Conclusion. — Les conceptions de Zwingli évoluent donc avec le temps vers la droite. Cependant entre la conception des premiers écrits et celle de la période postérieure on ne peut guère constater de véritable différence, il y a plutôt une variation de note (au début Zwingli met plutôt l’accent sur le devoir de bienfaisance corrélatif à l’indigence d’autrui ; dans la suite, il insiste sur le danger que présentent les richesses pour le possesseur lui-même et sur la nécessité du détachement). On ne peut lui reprocher d’avoir déchu de son idéal originel ; rapproché de la réalité, le point de vue des dernières années est encore assez radical et utopique. Veut-on le ramener à une formule, on peut parler d’une communauté d’usage, établie sur la base de la propriété privée et résultant de la charité, un peu comme dans la doctrine de Thomas d’Aquin » (P. Meyer, op. cit., p. 55).

★ ★ ★ ★ ★ ★ ★

## CONSIGNE 1:
Les affirmations suivantes concordent-elles avec le texte sur Zwingli ? Répondez par oui ou par non pour chacune, en citant les mots du texte qui tranchent. (a) Au début, Zwingli insiste surtout sur le devoir de bienfaisance envers les indigents. (b) Le texte reproche à Zwingli d'avoir abandonné son idéal originel. (c) La communauté d'usage attribuée à Zwingli suppose la suppression de la propriété privée.
Le texte et les entrées proviennent de sources distinctes.

★ ★ ★ ★ ★ ★ ★

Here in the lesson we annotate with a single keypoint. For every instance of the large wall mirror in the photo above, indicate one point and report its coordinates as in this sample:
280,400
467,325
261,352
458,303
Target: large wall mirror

★ ★ ★ ★ ★ ★ ★

## CONSIGNE 2:
Veuillez réécrire toutes les entrées en remplaçant « large wall mirror » par « big wall mirror », sans rien modifier d'autre.

## RÉPONSE ATTENDUE 1:
(a) Oui : « au début Zwingli met plutôt l’accent sur le devoir de bienfaisance corrélatif à l’indigence d’autrui ».
(b) Non : « On ne peut lui reprocher d’avoir déchu de son idéal originel ».
(c) Non : « établie sur la base de la propriété privée ».

## RÉPONSE ATTENDUE 2:
Here in the lesson we annotate with a single keypoint. For every instance of the big wall mirror in the photo above, indicate one point and report its coordinates as in this sample:
280,400
467,325
261,352
458,303
Target: big wall mirror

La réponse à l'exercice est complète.